# [Page excerpt]
---------------
When Pennsylvania started their medical marijuana program, certifications for individuals on probation and parole were at the mercy of PO’s. Forward thinking probation and parole officers believed in the medicinal power of marijuana and were happy to allow their parolees and probationers the ability to become certified. However, other PO’s felt less inclined to permit it. 

For the first few years of the PA MMJ program, the legalities surrounding certification for probationers and parolees was made even more complicated by the fact that some counties allowed it while others did not. Eventually, the PA Supreme Court stepped in to help. 

In response to a September 2019 ruling in Lebanon county—which gave individuals on probation only 30 days to clear any trace of marijuana from their systems or else be in violation of probation—the American Civil Liberties Union (ACLU) filed a lawsuit on behalf of several county residents. Lebanon was one of eight PA counties to block the use of medical marijuana for parolees and probationers. 

The unanimous court ruling that stemmed from the ACLU’s lawsuit, which came to a conclusion in June 2020, determined that Lebanon County’s ban on medical marijuana violated the PA medical marijuana access law. The law was established to protect patients from punishment for the use of medical marijuana. 

In a statement from the PA Supreme Court, Chief Justice Thomas G Saylor wrote: 

The MMA [Medical Marijuana Act] contains an immunity provision protecting patients from government sanctions. Per the statute, no such individual “shall be subject to arrest, prosecution or penalty in any manner, or denied any right or privilege, … solely for lawful use of medical marijuana … or for any other action taken in accordance with this act.” … Although ensuring strict adherence to the MMA by those possessing a valid medical marijuana card may be difficult, the alternative selected by the District of diluting the immunity afforded to probationer patients by the Act is simply not a viable option.
---------------
# [Extracted entries]

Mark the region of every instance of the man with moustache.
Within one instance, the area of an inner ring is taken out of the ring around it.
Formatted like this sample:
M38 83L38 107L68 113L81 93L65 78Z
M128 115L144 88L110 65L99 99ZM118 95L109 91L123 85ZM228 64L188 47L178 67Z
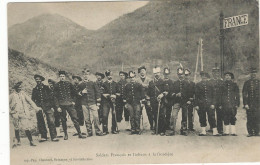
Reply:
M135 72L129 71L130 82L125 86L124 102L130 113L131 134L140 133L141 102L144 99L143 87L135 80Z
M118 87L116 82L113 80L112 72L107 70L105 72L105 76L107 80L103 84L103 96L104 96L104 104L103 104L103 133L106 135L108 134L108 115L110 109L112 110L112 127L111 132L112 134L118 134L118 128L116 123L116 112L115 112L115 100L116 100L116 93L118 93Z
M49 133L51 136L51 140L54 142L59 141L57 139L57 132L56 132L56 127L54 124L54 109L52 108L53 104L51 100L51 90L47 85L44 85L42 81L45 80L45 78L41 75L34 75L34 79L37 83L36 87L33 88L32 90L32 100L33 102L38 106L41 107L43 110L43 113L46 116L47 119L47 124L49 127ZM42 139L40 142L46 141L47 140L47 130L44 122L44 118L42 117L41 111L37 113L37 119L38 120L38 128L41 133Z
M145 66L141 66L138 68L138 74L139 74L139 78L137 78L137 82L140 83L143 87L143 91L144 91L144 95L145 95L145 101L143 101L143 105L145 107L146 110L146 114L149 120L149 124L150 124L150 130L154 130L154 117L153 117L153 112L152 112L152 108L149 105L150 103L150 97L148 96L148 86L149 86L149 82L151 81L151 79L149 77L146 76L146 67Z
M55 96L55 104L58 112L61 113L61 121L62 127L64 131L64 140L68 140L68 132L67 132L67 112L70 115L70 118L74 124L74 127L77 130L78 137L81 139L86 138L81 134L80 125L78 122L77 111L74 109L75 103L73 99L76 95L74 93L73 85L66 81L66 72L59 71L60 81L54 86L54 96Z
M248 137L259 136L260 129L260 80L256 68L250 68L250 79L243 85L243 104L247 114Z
---------------
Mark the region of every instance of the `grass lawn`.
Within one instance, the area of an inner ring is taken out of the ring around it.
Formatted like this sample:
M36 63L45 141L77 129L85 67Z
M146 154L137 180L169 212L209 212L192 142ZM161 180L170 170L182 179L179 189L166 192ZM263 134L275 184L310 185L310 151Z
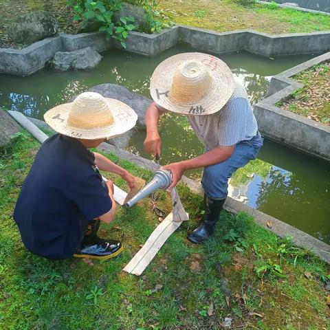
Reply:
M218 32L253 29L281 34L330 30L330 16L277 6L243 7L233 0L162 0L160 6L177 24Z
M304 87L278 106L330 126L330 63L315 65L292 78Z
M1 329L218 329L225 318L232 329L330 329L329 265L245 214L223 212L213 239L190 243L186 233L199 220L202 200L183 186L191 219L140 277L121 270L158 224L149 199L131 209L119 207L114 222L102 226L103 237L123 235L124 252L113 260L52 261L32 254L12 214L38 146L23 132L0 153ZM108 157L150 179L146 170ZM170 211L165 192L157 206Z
---------------
# [Study questions]
a – Summarize the text on medical marijuana for Pennsylvania probationers and parolees in two sentences.
b – Continue the text on medical marijuana for Pennsylvania probationers and parolees from the point where it stops.

# [Per-task outputs]
a – When Pennsylvania's medical marijuana program began, whether people on probation or parole could be certified depended on their probation officers and varied by county, with Lebanon among eight counties blocking it. After Lebanon County gave probationers 30 days to clear marijuana from their systems, the ACLU sued, and in June 2020 the PA Supreme Court unanimously ruled that the ban violated the state's medical marijuana law, which protects patients from punishment for lawful use.

b –
Though the ruling was in response to a specific county’s prohibition of medical marijuana while on parole or probation, the Court’s decision marked an important day across the state. It validated the medicinal benefits of cannabis and provided opportunities for a marginalized group of people access to the medicine without fear of further prosecution. 

Following the Court’s decision in Lebanon, the other seven counties that declined parolees and probationers the use of medical marijuana began reevaluating their policies. As of June 2020, many of those other counties, including Jefferson County, have since overturned their previous ban. Others, such as Lycoming County, were undergoing litigation with the ACLU in similar cases. 

Bottom line, though, is if you are on probation or parole, the Lebanon County ruling and the Medical Marijuana Act grants you access to medical marijuana without penalty of prosecution. You are no longer at the mercy of your PO to become certified and can begin taking your health into your own hands.